──────── EXCERPT ────────

Prayer: Dear God, sometimes even we, your beloved followers, can confuse our partial understandings and commitments to a place of privilege in the world with what you value most. We too can come to hate the new voices of those you send to lead us home. Help us, Lord, to cherish what is good in our traditions and privileges, but never more than we cherish your guiding hand that expands our minds, hearts and souls. In Jesus’ holy name we pray. Amen.
March 10 – John 15:26 - 26 ”When the Advocate comes, whom I will send to you from the Father, the Spirit of truth who comes from the Father, he will testify on my behalf. This is the third promise of the Spirit in John. It comes with a new promise. The Spirit, through us and inside us, will testify to Jesus. That is, the Spirit inside us will help us see Jesus as work both within our own hearts and in others. Spirit will also help us see what is not authentically Christ even if disguised as Christ. In John’s theology, evil must be seen as evil and condemned in order for kingdom life to be full. Only a Spirit filled person can be assured of being able to do that rightly.
Prayer: Dear God we thank you for sending your powerful Spirit to live within and among us so that we can tell truth from lies and good from evil. Awaken us to Spirit’s subtle methods that we may follow your truth alone. In Jesus’ holy name we pray. Amen.
March 11 – John 15:27 - 27 You also are to testify because you have been with me from the beginning. This is an interesting verse. ‘Testify’ from the word for martyr, means to bear witness as one would do on the witness stand under oath in a trial The witness must be first hand. Our witness is not just telling what Jesus said or did. It is telling what we ourselves have experienced of Jesus’ presence and truth in our own lives. In other words, witness is personal. ‘From the beginning’ is unclear. He could be speaking directly to those disciples who had followed him from his first days. It could also refer to one’s conversion or even to the beginning of time.
Prayer: Dear God, give us the courage and grace to find our own story in you and to tell it to those who have forgotten what it is to be ruled by love, or who never knew. In Jesus’ holy name we pray. Amen.
March 12 – John 16:1- “I have said these things to you to keep you from stumbling. (Remember that chapters in the Bible are arbitrary. They do not necessarily indicate a change or shift in the narrative. They were created by scribes when they got to the end of a scroll and wanted to know where to pick up on the next one. Verse numbers were added later to help readers in worship find their place.) ‘These things’ refers to the teaching on the opposition from the world. ‘Stumbling,’ means to fall away from faith, to be entrapped, to trip up. Jesus wants to be sure that if hard times and opposition come that it will not cause us to lose our faith.
Prayer: Dear God, in hard times, we are prone to stumble, to look down and not up, to point the finger rather that accept your embrace. Help us today to cling tenaciously to you so that we may keep our footing in these challenging days. In Jesus’ name we pray. Amen.

──────── EXTRACTED MATERIAL ────────

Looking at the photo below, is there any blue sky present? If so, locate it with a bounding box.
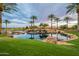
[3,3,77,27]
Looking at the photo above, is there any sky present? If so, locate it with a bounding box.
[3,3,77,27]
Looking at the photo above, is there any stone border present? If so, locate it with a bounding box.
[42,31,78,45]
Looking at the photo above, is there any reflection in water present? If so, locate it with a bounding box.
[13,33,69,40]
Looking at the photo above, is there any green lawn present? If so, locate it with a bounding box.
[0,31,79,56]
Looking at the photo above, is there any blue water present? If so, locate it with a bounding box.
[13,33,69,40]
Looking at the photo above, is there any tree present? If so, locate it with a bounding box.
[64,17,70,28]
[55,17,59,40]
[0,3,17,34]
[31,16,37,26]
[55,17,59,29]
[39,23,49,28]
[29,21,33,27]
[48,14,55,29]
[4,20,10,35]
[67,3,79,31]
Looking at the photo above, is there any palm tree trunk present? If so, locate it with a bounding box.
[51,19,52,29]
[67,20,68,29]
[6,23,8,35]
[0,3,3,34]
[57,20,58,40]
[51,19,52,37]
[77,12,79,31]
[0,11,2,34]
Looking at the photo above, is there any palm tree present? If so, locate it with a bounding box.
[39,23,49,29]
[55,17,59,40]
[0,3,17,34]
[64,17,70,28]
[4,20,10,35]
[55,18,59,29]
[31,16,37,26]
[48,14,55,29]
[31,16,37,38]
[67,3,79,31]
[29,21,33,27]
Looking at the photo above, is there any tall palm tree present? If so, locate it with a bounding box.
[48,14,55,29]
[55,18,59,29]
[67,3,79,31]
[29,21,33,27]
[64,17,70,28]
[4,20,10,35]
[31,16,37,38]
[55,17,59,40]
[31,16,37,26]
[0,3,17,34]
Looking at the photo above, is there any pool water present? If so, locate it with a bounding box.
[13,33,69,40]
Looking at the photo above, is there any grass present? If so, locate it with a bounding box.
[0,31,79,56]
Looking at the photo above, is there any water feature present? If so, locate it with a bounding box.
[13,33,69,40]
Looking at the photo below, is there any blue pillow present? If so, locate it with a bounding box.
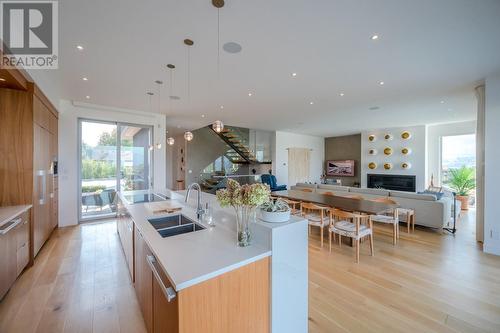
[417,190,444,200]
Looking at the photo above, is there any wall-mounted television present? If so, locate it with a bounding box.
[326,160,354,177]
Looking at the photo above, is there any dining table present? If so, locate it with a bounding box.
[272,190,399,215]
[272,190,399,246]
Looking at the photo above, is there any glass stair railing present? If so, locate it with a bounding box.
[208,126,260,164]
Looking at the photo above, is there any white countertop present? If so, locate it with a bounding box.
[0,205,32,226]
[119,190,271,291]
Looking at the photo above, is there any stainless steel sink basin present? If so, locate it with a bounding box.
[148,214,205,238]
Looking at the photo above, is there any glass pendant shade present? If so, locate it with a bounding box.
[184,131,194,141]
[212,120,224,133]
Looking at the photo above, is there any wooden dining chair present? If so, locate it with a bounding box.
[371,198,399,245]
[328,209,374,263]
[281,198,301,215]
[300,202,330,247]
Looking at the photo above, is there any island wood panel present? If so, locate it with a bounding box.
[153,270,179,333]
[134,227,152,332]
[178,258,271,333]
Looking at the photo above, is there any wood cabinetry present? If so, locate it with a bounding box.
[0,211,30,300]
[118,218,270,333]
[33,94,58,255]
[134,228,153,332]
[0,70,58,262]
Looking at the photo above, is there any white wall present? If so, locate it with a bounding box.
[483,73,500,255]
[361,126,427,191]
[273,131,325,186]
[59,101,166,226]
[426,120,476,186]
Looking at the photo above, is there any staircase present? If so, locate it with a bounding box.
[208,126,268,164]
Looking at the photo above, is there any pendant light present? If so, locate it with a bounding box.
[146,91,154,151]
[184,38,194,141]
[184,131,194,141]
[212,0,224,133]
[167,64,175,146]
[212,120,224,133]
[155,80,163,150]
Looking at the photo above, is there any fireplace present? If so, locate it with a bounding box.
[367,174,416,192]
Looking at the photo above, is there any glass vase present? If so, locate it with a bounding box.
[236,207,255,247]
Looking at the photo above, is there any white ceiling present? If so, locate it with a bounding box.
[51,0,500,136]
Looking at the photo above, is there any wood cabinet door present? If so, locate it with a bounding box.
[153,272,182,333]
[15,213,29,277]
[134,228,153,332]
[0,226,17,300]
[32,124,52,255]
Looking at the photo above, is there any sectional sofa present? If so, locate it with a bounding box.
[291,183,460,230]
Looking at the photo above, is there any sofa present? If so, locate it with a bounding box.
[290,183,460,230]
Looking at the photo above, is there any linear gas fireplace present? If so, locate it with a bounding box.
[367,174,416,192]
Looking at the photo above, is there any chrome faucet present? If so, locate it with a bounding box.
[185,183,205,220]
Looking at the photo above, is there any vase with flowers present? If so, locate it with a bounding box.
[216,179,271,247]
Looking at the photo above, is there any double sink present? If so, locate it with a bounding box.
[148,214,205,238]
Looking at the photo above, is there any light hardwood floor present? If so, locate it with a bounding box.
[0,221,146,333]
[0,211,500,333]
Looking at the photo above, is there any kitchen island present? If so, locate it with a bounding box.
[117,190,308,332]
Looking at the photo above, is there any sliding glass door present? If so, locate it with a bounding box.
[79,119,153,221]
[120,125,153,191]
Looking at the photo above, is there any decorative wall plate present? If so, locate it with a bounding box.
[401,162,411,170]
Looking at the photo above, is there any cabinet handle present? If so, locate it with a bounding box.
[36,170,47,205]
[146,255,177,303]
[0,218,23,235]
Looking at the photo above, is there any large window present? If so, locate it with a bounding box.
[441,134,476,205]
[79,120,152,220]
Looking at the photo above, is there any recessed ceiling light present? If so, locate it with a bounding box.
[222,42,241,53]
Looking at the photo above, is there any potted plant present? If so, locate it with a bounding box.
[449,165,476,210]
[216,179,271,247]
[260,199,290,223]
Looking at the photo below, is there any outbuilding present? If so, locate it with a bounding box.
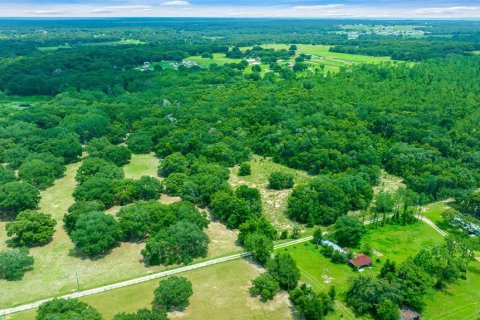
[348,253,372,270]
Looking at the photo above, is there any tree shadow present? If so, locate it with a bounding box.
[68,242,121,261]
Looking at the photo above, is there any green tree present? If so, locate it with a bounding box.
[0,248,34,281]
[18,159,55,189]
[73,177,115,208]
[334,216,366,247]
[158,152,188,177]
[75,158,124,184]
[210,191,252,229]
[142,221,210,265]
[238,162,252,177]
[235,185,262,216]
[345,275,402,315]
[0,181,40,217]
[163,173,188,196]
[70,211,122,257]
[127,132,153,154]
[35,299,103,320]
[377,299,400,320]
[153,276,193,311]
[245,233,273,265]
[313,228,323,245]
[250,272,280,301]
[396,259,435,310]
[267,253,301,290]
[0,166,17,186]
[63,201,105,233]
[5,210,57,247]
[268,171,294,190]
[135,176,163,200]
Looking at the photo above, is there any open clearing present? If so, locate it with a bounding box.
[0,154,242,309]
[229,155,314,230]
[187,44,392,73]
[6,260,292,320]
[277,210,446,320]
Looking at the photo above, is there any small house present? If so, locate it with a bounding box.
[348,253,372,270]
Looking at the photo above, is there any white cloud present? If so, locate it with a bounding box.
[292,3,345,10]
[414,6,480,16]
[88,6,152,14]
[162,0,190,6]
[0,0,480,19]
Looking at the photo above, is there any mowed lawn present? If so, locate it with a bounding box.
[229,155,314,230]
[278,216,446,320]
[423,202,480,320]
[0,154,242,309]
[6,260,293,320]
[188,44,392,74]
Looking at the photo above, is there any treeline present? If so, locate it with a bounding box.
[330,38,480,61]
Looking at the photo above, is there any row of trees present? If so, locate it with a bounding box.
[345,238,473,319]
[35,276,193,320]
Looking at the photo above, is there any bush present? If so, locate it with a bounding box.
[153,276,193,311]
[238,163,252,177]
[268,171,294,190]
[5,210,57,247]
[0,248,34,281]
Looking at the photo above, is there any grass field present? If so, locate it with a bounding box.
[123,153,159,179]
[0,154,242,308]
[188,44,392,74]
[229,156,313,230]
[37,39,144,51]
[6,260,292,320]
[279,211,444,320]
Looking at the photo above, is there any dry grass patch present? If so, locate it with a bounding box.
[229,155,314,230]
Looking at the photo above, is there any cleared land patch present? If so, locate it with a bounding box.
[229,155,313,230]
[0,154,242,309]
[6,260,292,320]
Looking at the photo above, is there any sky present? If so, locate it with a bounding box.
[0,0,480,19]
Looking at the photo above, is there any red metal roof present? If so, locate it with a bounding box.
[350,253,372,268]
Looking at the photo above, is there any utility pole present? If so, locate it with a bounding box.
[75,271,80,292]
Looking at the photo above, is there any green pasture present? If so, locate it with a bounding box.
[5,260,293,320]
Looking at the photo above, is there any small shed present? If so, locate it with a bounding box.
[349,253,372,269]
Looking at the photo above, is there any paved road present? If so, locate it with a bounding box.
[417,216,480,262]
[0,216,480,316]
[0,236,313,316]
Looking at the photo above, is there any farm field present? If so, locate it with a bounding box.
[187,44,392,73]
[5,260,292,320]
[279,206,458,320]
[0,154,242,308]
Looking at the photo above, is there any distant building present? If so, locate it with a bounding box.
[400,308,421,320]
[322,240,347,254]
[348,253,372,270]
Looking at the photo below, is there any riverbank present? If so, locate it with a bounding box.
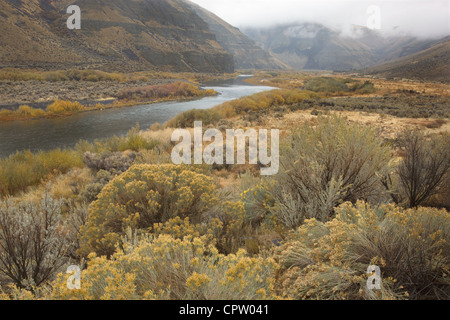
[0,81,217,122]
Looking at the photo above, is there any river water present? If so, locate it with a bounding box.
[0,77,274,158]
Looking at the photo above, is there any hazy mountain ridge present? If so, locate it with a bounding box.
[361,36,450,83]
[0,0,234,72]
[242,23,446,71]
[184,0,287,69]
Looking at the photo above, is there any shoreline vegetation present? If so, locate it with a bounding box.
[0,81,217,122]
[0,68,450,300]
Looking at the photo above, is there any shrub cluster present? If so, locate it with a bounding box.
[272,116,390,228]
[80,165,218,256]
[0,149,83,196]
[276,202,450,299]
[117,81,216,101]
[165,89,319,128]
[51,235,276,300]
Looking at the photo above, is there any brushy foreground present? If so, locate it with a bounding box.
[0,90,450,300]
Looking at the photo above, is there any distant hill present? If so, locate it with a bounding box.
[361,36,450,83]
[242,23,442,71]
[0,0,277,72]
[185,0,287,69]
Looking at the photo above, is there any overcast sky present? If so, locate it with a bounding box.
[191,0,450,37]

────────
──────── EXTRACTED MATERIAL ────────

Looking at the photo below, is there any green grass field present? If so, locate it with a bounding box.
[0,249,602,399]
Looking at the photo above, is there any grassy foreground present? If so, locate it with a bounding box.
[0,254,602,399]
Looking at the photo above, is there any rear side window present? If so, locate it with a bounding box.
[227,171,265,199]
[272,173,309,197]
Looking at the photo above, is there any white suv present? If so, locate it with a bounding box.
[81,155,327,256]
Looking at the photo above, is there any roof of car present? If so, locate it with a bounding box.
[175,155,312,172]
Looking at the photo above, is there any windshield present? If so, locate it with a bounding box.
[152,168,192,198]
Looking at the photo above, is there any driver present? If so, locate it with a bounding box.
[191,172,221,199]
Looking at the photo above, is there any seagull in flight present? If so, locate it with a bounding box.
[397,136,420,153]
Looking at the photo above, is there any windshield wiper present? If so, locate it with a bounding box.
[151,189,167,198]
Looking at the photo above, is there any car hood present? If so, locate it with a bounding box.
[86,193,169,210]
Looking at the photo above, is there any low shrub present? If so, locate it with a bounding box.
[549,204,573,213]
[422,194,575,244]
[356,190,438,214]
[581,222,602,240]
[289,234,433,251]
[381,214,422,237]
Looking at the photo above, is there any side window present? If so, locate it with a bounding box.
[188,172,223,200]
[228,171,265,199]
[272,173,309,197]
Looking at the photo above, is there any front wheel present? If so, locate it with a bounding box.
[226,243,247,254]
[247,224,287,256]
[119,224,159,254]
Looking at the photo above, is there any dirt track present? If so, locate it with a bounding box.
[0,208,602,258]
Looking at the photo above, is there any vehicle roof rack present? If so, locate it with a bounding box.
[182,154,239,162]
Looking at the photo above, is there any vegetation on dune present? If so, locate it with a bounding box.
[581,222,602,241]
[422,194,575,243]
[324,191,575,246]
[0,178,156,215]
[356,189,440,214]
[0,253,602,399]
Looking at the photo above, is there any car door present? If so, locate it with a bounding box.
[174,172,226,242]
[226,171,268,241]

────────
──────── EXTRACTED MATERIAL ────────

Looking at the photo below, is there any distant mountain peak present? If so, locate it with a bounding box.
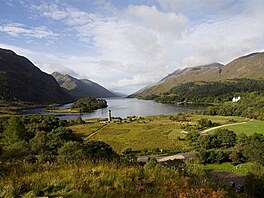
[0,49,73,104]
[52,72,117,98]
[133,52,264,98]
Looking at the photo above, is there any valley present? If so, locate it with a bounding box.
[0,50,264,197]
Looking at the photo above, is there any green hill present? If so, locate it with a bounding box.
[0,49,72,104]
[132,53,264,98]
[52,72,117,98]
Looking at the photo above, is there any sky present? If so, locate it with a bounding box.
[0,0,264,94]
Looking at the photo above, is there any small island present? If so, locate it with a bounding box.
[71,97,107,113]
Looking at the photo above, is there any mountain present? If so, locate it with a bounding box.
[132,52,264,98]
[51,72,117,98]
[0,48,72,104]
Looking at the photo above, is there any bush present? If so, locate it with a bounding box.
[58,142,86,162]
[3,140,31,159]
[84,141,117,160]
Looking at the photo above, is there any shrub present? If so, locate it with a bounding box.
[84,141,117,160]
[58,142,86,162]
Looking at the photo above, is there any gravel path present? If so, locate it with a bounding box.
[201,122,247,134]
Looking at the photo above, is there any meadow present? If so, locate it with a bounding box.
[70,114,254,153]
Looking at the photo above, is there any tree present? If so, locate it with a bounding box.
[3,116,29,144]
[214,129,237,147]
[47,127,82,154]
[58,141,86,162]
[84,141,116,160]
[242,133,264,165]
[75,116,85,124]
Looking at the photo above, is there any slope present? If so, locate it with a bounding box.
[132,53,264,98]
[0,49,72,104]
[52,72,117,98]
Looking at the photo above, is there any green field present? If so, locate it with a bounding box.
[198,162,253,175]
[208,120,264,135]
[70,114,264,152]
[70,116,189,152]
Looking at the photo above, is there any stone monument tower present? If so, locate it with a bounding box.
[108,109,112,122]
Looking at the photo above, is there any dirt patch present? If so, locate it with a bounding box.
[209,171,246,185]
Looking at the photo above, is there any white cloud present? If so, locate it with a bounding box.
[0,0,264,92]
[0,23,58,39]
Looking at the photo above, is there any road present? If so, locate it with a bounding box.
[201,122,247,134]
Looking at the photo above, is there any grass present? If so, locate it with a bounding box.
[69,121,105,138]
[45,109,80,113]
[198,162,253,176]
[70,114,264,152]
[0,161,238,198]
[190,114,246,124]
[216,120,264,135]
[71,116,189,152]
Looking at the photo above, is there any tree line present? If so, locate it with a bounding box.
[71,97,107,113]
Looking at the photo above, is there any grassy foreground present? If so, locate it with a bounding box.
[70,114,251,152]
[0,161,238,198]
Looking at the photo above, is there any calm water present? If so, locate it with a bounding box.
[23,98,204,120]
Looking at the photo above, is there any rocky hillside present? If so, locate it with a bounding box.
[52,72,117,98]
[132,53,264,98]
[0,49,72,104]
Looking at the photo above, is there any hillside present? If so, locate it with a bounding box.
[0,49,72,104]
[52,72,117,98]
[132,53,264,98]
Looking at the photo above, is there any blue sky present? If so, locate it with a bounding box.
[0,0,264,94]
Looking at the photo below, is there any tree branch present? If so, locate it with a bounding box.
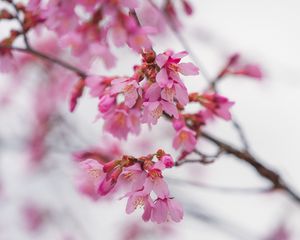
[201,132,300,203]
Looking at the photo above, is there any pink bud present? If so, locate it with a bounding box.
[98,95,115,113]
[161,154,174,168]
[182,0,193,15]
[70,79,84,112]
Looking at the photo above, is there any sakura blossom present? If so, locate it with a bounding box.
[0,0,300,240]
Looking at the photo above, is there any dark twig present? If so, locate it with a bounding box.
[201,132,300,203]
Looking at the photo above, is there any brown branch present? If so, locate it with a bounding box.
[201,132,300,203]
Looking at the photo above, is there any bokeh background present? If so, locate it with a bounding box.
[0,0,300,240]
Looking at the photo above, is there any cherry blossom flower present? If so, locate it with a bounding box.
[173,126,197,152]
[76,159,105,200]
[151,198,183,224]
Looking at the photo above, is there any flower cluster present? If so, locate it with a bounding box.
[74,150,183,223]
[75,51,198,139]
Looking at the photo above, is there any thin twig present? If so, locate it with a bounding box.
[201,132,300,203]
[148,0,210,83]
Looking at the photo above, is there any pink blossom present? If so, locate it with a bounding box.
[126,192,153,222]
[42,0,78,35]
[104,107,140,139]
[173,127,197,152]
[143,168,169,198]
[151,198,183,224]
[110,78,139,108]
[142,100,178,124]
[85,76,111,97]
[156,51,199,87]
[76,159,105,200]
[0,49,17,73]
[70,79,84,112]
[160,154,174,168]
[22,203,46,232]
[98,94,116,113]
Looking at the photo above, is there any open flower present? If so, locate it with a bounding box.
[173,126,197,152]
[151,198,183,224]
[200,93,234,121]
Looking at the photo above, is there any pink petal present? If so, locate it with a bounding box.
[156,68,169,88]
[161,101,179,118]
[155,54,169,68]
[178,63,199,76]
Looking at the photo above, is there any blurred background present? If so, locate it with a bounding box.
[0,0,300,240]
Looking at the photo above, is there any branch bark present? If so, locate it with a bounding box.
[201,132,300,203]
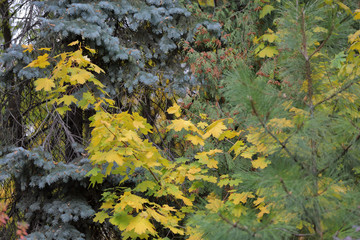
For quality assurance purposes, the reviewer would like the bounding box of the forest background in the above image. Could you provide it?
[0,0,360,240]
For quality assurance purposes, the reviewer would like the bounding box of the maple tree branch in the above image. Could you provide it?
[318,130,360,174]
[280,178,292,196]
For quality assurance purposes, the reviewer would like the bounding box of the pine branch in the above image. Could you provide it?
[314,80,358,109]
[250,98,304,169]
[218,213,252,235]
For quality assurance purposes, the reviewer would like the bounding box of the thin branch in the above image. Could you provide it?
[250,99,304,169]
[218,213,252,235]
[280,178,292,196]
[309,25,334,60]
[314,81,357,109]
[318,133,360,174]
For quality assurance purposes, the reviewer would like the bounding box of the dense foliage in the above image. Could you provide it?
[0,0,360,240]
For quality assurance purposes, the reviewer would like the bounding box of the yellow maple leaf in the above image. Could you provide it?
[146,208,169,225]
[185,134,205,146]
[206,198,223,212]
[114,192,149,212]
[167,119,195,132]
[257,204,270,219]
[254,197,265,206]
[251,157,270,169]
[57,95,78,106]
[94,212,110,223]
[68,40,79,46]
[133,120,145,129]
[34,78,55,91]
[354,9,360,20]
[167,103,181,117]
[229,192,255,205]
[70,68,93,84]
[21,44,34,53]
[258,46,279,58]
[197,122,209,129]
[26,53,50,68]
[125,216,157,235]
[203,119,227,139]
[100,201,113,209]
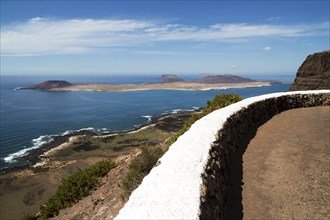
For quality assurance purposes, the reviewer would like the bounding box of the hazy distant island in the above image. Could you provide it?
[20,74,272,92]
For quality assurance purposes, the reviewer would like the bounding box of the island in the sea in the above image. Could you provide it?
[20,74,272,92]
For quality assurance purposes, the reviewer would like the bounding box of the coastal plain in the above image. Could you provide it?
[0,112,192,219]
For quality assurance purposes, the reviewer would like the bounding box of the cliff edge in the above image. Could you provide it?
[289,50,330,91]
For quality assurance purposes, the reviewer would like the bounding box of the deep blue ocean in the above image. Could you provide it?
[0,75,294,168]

────────

SET PROBLEM A:
Answer these about the devotional on John:
(i) In the March 10 reading, which promise of the Spirit in John is this verse said to be?
(ii) In the March 11 reading, the word "testify" comes from the word for what?
(iii) In the March 12 reading, who created the chapters in the Bible?
SET PROBLEM B:
Carry the devotional on John forward from its last line.
These records come from a different source than the text.

EXERCISE OUTPUT A:
(i) The third promise of the Spirit in John.
(ii) Martyr.
(iii) Scribes, when they got to the end of a scroll and wanted to know where to pick up on the next one.

EXERCISE OUTPUT B:
March 13 – John 16:2-3 - 2 They will put you out of the synagogues. Indeed, an hour is coming when those who kill you will think that by doing so they are offering worship to God. 3And they will do this because they have not known the Father or me. ‘Put you out of the synagogue’ is a huge, huge, huge deal. It means to be made apostate, to be outcasts, to be cut off from the means of grace as the synagogue understood them. Scholars believe that John is finishing his gospel shortly after the expulsion has taken place. ‘Hour’ refers to a season of time. ‘When’ indicates that what has happened has a purpose. ‘Worship’ means to offer a divine service to God. That is why we call our worship a ‘service.’ Jesus is setting the stage here for coming martyrdom. ‘Known’ means to full know from intimate personal experience.
Prayer: Dear God, teach us to have understanding of why opponents behave as they do. Help us, no matter the cost, to pray for them that they may meet and know you and allow your love to rule and reign in their hearts and actions. We ask the same, in all humility, for ourselves as well. In Jesus’ holy name we pray. Amen.
March 14 – John 16:4 - 4 But I have said these things to you so that when their hour comes you may remember that I told you about them. “I did not say these things to you from the beginning, because I was with you. Jesus tells them that he wants them to be prepared and explains that he waited to tell them clearly of the opposition that they would face because he was still with them and could help and guide them physically.
Prayer: Dear God, how kind you are with your timing. You know just how to lead us, just what we can comprehend, just what we can bear and when. We thank you for this grace and welcome what is ours to learn today! In Jesus’ holy name we pray. Amen.
March 15 – John 16:5-6 - 5 But now I am going to him who sent me; yet none of you asks me, ‘Where are you going?’ 6But because I have said these things to you, sorrow has filled your hearts. Jesus is amazed that they are not more curious about where he is going. Still, he sees that they are stuck in the sorrow his words have unleashed in them. The word ‘sorrow’ means to bear a great heaviness. Jesus knows that his departure is necessary for his friends fulfillment but they can’t hear it because they hurt so much at the thought.
Prayer: Dear God, sometimes we get stuck in a heavy sorrow as well. We know that it is nearly impossible to see the big picture, to find your love or presence, when grief overwhelms us. Help us today. Lift our sorrows and fears so that we may see again the path of life and love that you set before us. In Jesus’ holy name we pray. Amen.
March 16 – John 16:7- 7 Nevertheless I tell you the truth: it is to your advantage that I go away, for if I do not go away, the Advocate will not come to you; but if I go, I will send him to you. ‘The truth’ refers to essential truth, the essence of truth itself, not general truth but complete truth. What is the truth to which he refers? That Jesus himself is the revelation of God. He then gives the fourth promise of Spirit. Remember that the Paraclete is one called or sent for in order to assist another, to stand by and help resist evil, to plead our case. The Spirit’s ministry is to make Jesus and his work present after he is gone.
Prayer: Dear God, how we welcome the embrace and help of your Spirit. Thank you for giving us an advocate to plead our case, to stand by our side, to remind of us all that is true, good and loving. Fill us more and more with an awareness of the ways that Spirit works in us and in the world so that we may live in peace. In Jesus’ holy name we pray. Amen.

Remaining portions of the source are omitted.